Reproduce the passage about the term "Boffin" word for word, from "While some define" up to and including "by John Cleese.".

- Provided text -
==================================================

While some define the term Boffin to be the British version of Geek or Nerd, a Boffin is so much more. A Boffin is not only someone who is smart or highly educated in a technical sense, but a Boffin is usually thought of as someone who is skilled in and pursuing very archane and difficult to explain scientific endeavors. Think rocket science or even beyond. Perhaps someone who is working on creating a renewable energy source from some previously untapped interaction between sodium chloride and orange peels. Or somebody involved in advanced robotics. The patron saint of Boffins would have to be Q from the James Bond films or his successor, played by John Cleese.

Some say the term Boffin was coined when World War II British scientists working on radar, code breaking and advanced rocketry would take their lunches (allegedly) at a Pub called Boffins. In any case, Wikipedia, I think mistakenly, says that the term is somewhat derogatory. I beg to differ. Whereas we might call someone a Nerd and mean it as an insult, I’ve found that the British tend to think of their Boffins affectionately. It’s not uncommon to see the word used, even in such an august publication as the Times of London in a headline such as: “Boffins Find New Gene Splicing Technique, Will Cure Most Cancers”.

==================================================

- Given information -
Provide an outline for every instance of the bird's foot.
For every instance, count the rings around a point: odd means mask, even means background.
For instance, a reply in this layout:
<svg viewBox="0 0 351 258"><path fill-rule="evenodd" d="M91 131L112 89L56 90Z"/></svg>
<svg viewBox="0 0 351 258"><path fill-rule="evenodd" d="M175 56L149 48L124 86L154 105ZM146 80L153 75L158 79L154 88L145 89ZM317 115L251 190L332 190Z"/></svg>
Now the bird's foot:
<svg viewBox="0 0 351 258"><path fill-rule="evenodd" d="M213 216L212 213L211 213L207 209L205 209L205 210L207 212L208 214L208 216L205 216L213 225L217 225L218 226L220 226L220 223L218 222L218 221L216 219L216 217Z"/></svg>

==================================================

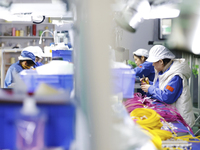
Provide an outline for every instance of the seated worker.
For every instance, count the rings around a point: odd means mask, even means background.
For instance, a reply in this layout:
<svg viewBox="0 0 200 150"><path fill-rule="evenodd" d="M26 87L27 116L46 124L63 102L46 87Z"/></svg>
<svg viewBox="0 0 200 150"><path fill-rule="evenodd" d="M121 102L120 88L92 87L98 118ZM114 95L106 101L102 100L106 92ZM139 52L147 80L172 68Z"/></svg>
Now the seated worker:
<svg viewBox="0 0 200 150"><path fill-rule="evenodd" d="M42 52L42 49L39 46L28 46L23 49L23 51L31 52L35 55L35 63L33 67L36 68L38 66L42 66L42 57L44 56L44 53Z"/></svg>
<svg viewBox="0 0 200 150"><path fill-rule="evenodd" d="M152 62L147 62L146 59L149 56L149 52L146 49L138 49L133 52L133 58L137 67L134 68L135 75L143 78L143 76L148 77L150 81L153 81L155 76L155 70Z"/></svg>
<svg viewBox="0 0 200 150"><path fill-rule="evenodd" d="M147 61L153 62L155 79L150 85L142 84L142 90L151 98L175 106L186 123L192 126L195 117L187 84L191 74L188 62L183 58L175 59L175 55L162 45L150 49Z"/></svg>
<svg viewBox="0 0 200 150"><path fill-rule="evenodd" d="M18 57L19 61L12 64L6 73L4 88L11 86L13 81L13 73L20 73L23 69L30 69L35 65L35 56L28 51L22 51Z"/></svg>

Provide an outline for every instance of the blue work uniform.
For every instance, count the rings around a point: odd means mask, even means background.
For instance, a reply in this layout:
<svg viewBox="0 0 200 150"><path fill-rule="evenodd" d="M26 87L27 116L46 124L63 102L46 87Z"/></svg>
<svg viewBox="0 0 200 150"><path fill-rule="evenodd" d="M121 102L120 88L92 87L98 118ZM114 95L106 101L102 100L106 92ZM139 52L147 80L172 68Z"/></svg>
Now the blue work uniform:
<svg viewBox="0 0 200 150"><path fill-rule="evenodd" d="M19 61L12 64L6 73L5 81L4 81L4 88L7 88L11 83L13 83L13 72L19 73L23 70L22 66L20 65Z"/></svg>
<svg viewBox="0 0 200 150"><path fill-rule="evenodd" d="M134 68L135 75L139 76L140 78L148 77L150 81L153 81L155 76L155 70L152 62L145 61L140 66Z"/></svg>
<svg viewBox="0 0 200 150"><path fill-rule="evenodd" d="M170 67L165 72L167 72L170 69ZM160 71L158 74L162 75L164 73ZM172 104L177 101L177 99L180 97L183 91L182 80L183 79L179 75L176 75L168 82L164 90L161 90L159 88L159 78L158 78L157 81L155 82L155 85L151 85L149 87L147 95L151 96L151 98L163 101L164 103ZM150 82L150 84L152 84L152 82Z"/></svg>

==================================================

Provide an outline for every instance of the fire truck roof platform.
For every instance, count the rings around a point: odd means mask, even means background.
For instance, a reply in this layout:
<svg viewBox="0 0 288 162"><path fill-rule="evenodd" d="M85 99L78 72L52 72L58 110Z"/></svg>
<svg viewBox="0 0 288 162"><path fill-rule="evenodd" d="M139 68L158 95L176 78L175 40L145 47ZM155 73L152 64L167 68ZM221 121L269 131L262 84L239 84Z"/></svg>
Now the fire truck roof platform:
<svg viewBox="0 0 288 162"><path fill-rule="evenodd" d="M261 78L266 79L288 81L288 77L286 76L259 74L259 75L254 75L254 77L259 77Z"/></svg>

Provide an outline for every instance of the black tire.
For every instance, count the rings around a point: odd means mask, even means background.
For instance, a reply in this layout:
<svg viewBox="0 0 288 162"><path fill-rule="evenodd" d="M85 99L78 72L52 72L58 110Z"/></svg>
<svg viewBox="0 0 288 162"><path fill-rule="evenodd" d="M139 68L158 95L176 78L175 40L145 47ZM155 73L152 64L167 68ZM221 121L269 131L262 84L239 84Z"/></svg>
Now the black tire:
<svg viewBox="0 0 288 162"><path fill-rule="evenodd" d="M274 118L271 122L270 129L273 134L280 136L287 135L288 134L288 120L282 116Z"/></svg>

==================================================

- Output for this exercise -
While some define the term Boffin to be the British version of Geek or Nerd, a Boffin is so much more. A Boffin is not only someone who is smart or highly educated in a technical sense, but a Boffin is usually thought of as someone who is skilled in and pursuing very archane and difficult to explain scientific endeavors. Think rocket science or even beyond. Perhaps someone who is working on creating a renewable energy source from some previously untapped interaction between sodium chloride and orange peels. Or somebody involved in advanced robotics. The patron saint of Boffins would have to be Q from the James Bond films or his successor, played by John Cleese.